Dans la longue et prestigieuse lignée des chanteurs belges qui se sont faits une place dans le paysage musical français,  voici le Bruxellois Vincent Liben. On l’avait laissé en leader charismatique du groupe de rock Mud Flow, on le retrouve dans un premier album solo estampillé chanson française où sa voix de basse-baryton fait merveille. Ce retour à la langue de Molière après des années à chanter dans celle de Shakespeare est une véritable renaissance pour Vincent. A la fois, auteur, compositeur et réalisateur de l’album, il a ciselé des chansons envoûtantes et inspirées où cohabite une mélancolie existentielle et un humour doux-amer. En mélangeant allègrement légèreté et gravité, il trace un chemin personnel qui s’inscrit musicalement dans la plus pure tradition d’artistes comme Yves Simon, Serge Gainsbourg, ou encore Leonard Cohen. 

Dans cet album, Vincent a su s’entourer de nombreux talents au premier rang lesquels Dominique Blanc Francard ou encore la chanteuse Berry pour un duo délicieux. Leurs deux voix se  frôlent, s’entrelacent et se marient dans un « Mademoiselle liberté » jubilatoire. Egalement présente, Axelle Renoir a apporté sa sensibilité sur les arrangements de cordes du touchant et coquin « Wladimir ».

....

**À COMPLÉTER:**
1. D'après l'extrait choisi, de quel groupe de rock Vincent Liben était-il le leader ?
2. Mettez en anglais cette phrase de l'extrait choisi : « Ce retour à la langue de Molière après des années à chanter dans celle de Shakespeare est une véritable renaissance pour Vincent. »

**DONNÉES FOURNIES:**
....

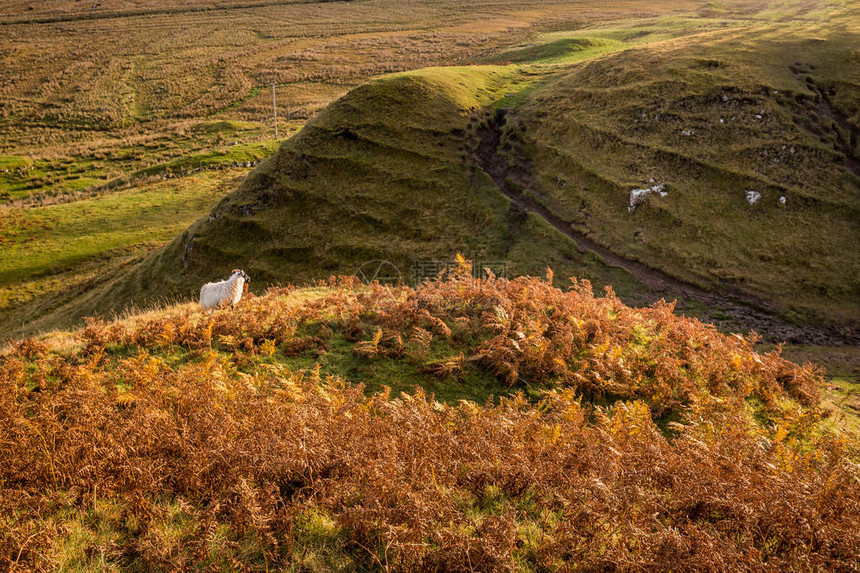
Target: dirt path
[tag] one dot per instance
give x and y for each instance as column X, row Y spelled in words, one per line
column 749, row 312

....

**RÉPONSES ATTENDUES:**
1. Du groupe Mud Flow.

2. This return to the language of Molière after years of singing in that of Shakespeare is a true rebirth for Vincent.